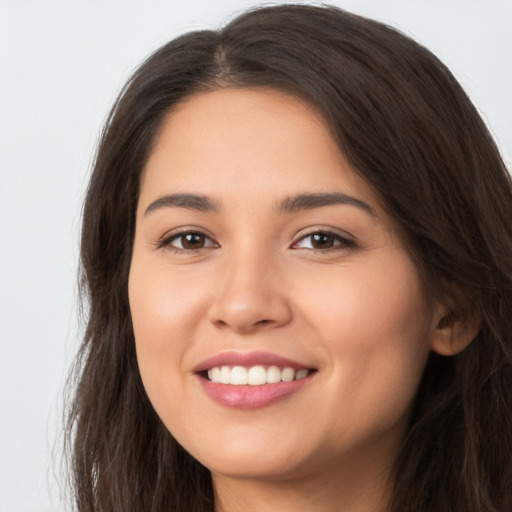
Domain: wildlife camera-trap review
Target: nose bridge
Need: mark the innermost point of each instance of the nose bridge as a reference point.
(249, 296)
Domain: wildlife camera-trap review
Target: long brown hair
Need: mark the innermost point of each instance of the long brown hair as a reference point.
(408, 128)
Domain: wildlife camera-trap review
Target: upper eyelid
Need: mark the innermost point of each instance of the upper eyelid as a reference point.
(325, 230)
(304, 233)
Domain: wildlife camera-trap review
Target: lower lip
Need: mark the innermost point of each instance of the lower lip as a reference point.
(251, 397)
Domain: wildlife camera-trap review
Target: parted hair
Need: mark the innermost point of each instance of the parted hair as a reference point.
(407, 127)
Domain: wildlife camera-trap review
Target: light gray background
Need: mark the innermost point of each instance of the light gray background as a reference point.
(61, 65)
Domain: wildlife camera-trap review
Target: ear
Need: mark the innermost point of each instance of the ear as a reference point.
(454, 330)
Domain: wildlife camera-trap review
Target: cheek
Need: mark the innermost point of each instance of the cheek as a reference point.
(374, 325)
(163, 318)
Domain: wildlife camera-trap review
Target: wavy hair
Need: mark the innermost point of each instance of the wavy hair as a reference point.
(407, 127)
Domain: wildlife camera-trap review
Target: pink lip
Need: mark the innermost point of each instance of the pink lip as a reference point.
(250, 397)
(248, 359)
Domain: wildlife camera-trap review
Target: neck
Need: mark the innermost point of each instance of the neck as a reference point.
(351, 489)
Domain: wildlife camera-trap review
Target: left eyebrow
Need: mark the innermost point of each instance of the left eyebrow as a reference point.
(189, 201)
(310, 201)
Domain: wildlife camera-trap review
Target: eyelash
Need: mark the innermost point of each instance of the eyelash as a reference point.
(339, 242)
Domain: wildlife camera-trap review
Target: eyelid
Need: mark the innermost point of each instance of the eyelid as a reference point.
(346, 240)
(170, 236)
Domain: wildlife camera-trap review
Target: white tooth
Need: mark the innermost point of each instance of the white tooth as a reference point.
(300, 374)
(238, 375)
(225, 375)
(288, 374)
(273, 375)
(215, 377)
(257, 376)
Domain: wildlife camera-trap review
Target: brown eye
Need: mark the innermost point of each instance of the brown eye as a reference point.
(188, 241)
(192, 241)
(324, 241)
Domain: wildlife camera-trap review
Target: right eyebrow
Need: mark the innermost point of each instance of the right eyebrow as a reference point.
(190, 201)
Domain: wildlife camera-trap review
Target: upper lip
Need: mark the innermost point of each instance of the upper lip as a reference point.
(248, 359)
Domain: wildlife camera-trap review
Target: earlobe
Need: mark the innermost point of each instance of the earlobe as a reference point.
(455, 332)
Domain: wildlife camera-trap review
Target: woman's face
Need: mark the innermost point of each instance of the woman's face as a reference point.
(280, 325)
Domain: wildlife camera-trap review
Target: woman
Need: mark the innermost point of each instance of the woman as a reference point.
(296, 249)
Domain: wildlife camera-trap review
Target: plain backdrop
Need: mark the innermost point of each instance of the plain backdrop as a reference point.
(61, 65)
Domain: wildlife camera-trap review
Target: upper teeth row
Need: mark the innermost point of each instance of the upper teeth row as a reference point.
(254, 375)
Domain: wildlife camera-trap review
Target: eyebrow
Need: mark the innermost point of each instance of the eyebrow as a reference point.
(190, 201)
(288, 205)
(310, 201)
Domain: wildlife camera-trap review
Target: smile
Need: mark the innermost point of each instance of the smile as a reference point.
(254, 375)
(251, 380)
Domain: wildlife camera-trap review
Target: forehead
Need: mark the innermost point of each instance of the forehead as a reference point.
(240, 142)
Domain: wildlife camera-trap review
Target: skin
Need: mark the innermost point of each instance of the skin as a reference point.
(356, 312)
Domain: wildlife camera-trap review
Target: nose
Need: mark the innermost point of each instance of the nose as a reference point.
(250, 297)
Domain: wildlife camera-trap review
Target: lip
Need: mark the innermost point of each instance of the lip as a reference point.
(248, 359)
(246, 396)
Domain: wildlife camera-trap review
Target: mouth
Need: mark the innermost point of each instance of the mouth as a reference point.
(252, 380)
(254, 375)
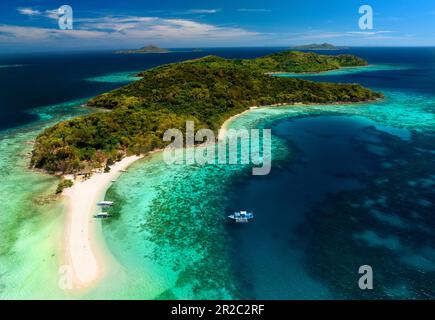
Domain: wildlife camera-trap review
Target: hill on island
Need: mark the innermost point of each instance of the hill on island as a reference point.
(147, 49)
(207, 91)
(300, 62)
(315, 46)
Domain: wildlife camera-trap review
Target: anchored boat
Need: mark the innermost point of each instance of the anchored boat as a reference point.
(242, 216)
(105, 203)
(102, 215)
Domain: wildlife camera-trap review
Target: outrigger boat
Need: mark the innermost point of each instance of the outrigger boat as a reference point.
(102, 215)
(105, 203)
(242, 216)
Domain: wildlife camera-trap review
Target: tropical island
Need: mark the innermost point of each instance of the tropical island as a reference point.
(208, 91)
(133, 119)
(147, 49)
(315, 46)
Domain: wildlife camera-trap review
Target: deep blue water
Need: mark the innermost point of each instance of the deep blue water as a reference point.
(354, 192)
(46, 79)
(316, 222)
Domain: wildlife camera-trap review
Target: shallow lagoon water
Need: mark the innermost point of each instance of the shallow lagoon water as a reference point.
(172, 220)
(31, 219)
(171, 235)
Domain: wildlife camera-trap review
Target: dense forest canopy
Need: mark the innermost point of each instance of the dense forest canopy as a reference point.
(207, 90)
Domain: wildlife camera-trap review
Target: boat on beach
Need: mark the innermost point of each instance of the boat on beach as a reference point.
(102, 215)
(105, 203)
(241, 216)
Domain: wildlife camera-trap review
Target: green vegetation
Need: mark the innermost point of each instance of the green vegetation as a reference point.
(299, 62)
(64, 183)
(207, 90)
(315, 46)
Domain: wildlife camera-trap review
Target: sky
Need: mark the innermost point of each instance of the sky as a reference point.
(33, 25)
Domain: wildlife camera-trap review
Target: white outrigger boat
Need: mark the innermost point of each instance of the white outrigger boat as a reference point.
(105, 203)
(242, 216)
(102, 215)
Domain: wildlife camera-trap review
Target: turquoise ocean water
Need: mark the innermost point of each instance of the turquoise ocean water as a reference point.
(350, 185)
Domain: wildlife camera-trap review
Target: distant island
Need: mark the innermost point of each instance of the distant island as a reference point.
(208, 91)
(315, 46)
(147, 49)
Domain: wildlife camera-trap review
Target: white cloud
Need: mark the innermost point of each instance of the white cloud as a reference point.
(28, 11)
(52, 14)
(253, 10)
(369, 33)
(203, 11)
(129, 29)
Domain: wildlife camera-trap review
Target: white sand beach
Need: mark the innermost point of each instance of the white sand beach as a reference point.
(85, 250)
(85, 256)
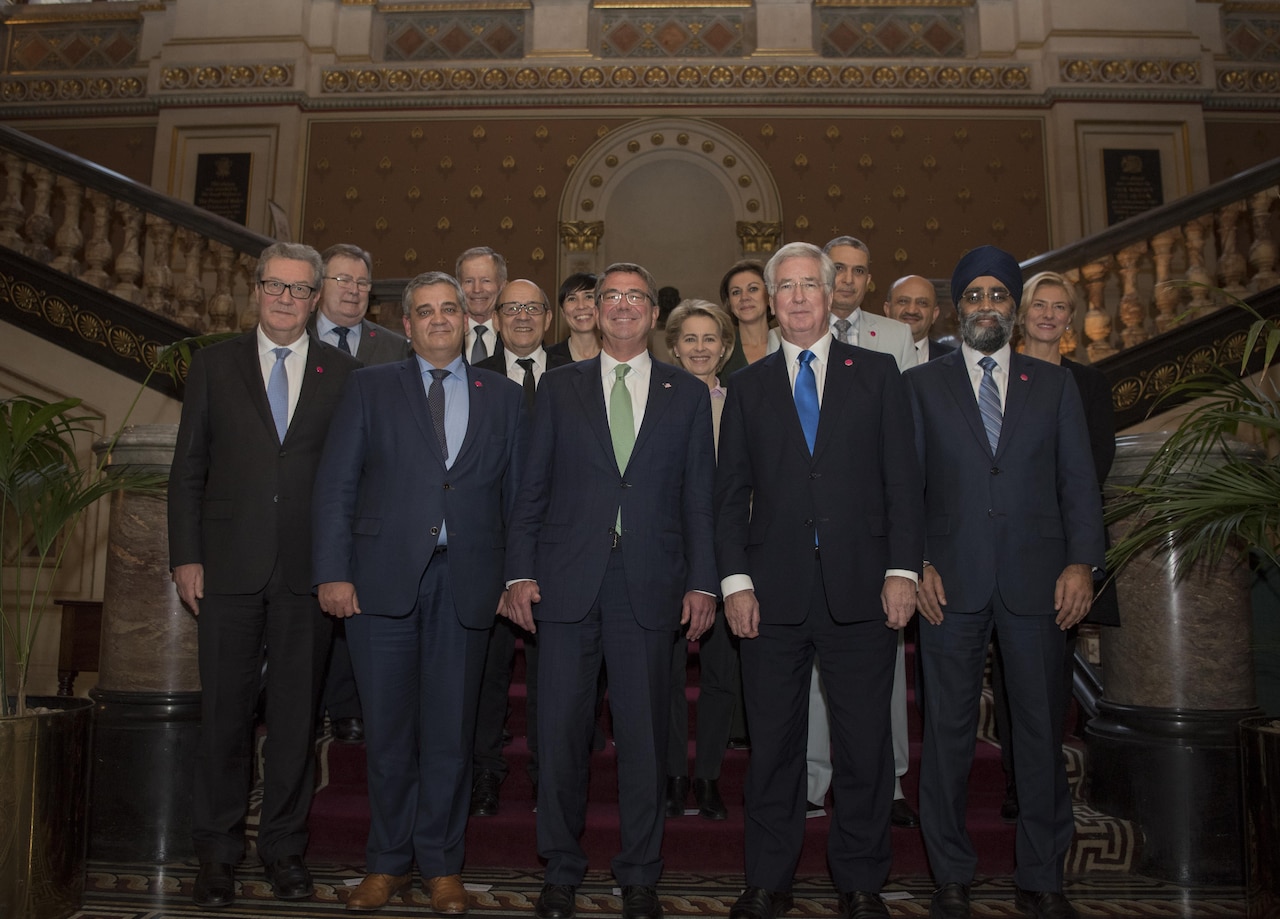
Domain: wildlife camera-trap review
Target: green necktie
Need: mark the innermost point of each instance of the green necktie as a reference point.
(622, 425)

**EXERCISE REQUIREMENTS**
Repeat the records in full, exactly as they appear, without the pictures.

**RESULT FOR THIS EXERCISE**
Domain: wildlife camera-trap review
Target: nose bridge
Need: mark the innermost point of each instance of the nose bridge as a reference point.
(249, 296)
Domain: wildlife camera-trap review
Target: long brown hair
Need: mark the innermost point of each instance of the long brown hair as a reference point.
(408, 128)
Domain: wildlife camera-trap review
Target: upper eyelid
Need: mark the innermost point of each instance of the upper eyelid as a reference point.
(325, 230)
(304, 233)
Domain: wildlife camera-trap review
Target: lower lip
Need: mark the innermost point of each instance of the lower lip as a reference point.
(251, 397)
Domain: wildlife camera-trap review
Target: parted hair
Need: mark the innermost point of each instance of the parted hair as a reference point.
(407, 127)
Domain: wildlife camera-trap review
Target: light gray background
Need: mark the innermost point of each instance of the light gray background as a reference point.
(61, 65)
Domain: wildlife camera-trap review
Target: ear
Need: mark the innermost point of each instance of the ear as a reference point.
(454, 330)
Domain: wildlife camera-trap review
Target: cheek
Need: mark the innermost point of each instance of the cheek as a reference point.
(374, 325)
(163, 318)
Domain: wildlife camera-trap review
Target: wavy hair
Need: mark the innermost point of each instance of the wavy hair as a reference point.
(407, 127)
Domain: wildlife camera-trap review
Target: pink lip
Need: mark the innermost point of each instance of the pink lip as a reference point.
(250, 397)
(248, 359)
Domain: wildlife camera-trap review
Target: neck
Need: mark the innermost point of each instance of the neck as a reference point.
(351, 489)
Domain: wildlife camera-trap review
Target: left eyebrow
Need: mark the innermost point of each instance of the left eyebrow as a reference point.
(189, 201)
(310, 201)
Domain: wildlife camera-trap review
Target: eyelash
Need: mark the innermost point of each instance of the eyelash as a reference point.
(339, 242)
Domain: wildlife camera-trap review
Target: eyelid
Need: mark the innermost point of each instance of the eyelid as a reference point.
(346, 240)
(170, 236)
Domain: wildlife camera-trap review
Target: white tooth
Need: mark the innermost point of each instance of the white tooth as a reference point.
(300, 374)
(238, 375)
(225, 375)
(288, 374)
(273, 375)
(215, 377)
(257, 376)
Domain: wildlife camera-trap review
Target: brown eye
Need: mark the innermost point of each instance of the brown eye as a reference point.
(188, 241)
(192, 241)
(324, 241)
Domain: wildlife camera-trap review
Target: right eyebrow
Need: mark the innermost point of each instance of the right eyebrow as a reference point.
(190, 201)
Domain: wildlife camera-trap review
Target: upper lip
Need: mark the innermost point of each instance of the upper lip as a reference point.
(248, 359)
Domain: wildlife camera-trap review
Target: earlobe
Need: mark the innermost point of each instance of the earlobe as a reference point.
(455, 332)
Domain: wildlife camera-trap review
Target: woman's face
Need: mark the innermost point of each instance of the woman's face as a reference point.
(280, 325)
Domain: wildlife camera-trap review
Target: woman
Need: mark the innermost point of each instance of the woman as a reference point.
(296, 249)
Domain: wildlife camera-trap review
Target: plain backdrop
Need: mark the innermost point of each instance of the plain backdrop as a reference point.
(61, 65)
Domain: wildlife camera-trap review
Target: upper teeth row
Need: mark the innermost point of each instance of the upper teeth row as a reference point.
(254, 375)
Domain: wildlife camera-trap review
Target: eyebrow
Need: mark the innermost point of each instance of the eyebrow as a reference point.
(190, 201)
(288, 205)
(310, 201)
Domain: wildlife camera-trap review
Target: smile
Need: mark the innermost point of each instance of the smile as a reference point.
(254, 375)
(251, 380)
Domain: wildlife camera-trap review
Target: forehead
Need: mark the innermost point of each instance of the forehead as a reference point.
(240, 142)
Domain: wildlife camera-trap review
Target: skin
Need: mark the innermost point of each instance of the skin as a reference point.
(356, 312)
Domain: wildlife camera-trap review
Target: nose
Need: mark the innermost point of each instance of the nose as a reference point.
(250, 297)
Domain: wildlife camera-trap review
Target: lip
Need: mark the innermost point of each instance of the lip as a reference point.
(248, 359)
(246, 396)
Domain: wildlife camera-trap review
Target: mouth
Need: mark the innermost point of each instance of the mouth as a reference point.
(252, 380)
(254, 375)
Domain: wildlife camera-trap review
Target: hill on island
Need: mark the innermost point of each instance of the hill on island as a reference point.
(147, 49)
(207, 91)
(300, 62)
(315, 46)
Domain: wildlife camera-trap review
Target: anchored boat
Need: mark the innermost point of each instance of the anchored boat as a reference point.
(242, 216)
(105, 203)
(102, 215)
Domain: wildlife camera-trap review
Target: outrigger boat
Need: mark the innermost point of each instance of the outrigger boat as a reference point.
(102, 215)
(105, 203)
(242, 216)
Domain: wildlife camera-trap review
Target: tropical island
Need: mark the innermost point of each instance of the tropical island as a reference point.
(208, 91)
(133, 119)
(147, 49)
(315, 46)
Domain: wildlife camera-trap review
Target: deep blue water
Need: mark the innermost point of each instance of the deep blue water as a reference point.
(354, 192)
(46, 79)
(316, 222)
Domain: wildlife camera-trap review
Target: shallow lagoon water
Need: mark the innermost point of each instance of the shallow lagoon water as a reference point.
(172, 220)
(31, 219)
(171, 235)
Domain: wildlife camera-trap review
Target: dense forest canopy
Need: mark the innermost point of each instance of the dense forest canopy as a reference point.
(207, 90)
Domain: wildlife camera-trap review
Target: boat on beach
Need: mark the innermost point of each instance of the boat on beach as a reference point.
(102, 215)
(105, 203)
(241, 216)
Domain: wildlife camera-trap review
Target: green vegetation
Need: mark the innermost point of each instance of the green vegetation as a reference point.
(299, 62)
(64, 183)
(207, 90)
(315, 46)
Domain: wildlife camera-trap review
Target: sky
Need: mark the innermost point of each instance of the sky as a reference point.
(33, 25)
Domain: wildlife camera-trap review
Target: white outrigger boat
Need: mark the innermost point of each instance of the white outrigger boat as a reference point.
(105, 203)
(242, 216)
(102, 215)
Domain: wildlife camera-trap review
Target: turquoise ocean water
Need: mark the innermost point of each instance of the turquoise ocean water as a reference point.
(350, 185)
Domain: wildlife camera-trap review
Target: distant island
Need: mark the innermost point of each instance of the distant island as a reference point.
(208, 91)
(315, 46)
(147, 49)
Domain: wildlife camera-trap review
Target: white cloud
Need: mark the innermost point of each instance of the white cloud as a reference point.
(28, 11)
(52, 14)
(253, 10)
(369, 33)
(203, 11)
(129, 29)
Domain: wildlife camera-trap review
Target: white sand beach
Need: mark the innermost point of each instance of the white sand beach as a reference point.
(85, 250)
(85, 256)
Domain: wildlife camera-trap review
Target: green necktie
Need: mark the innermost point of each instance of the green necktie as a reference point.
(622, 425)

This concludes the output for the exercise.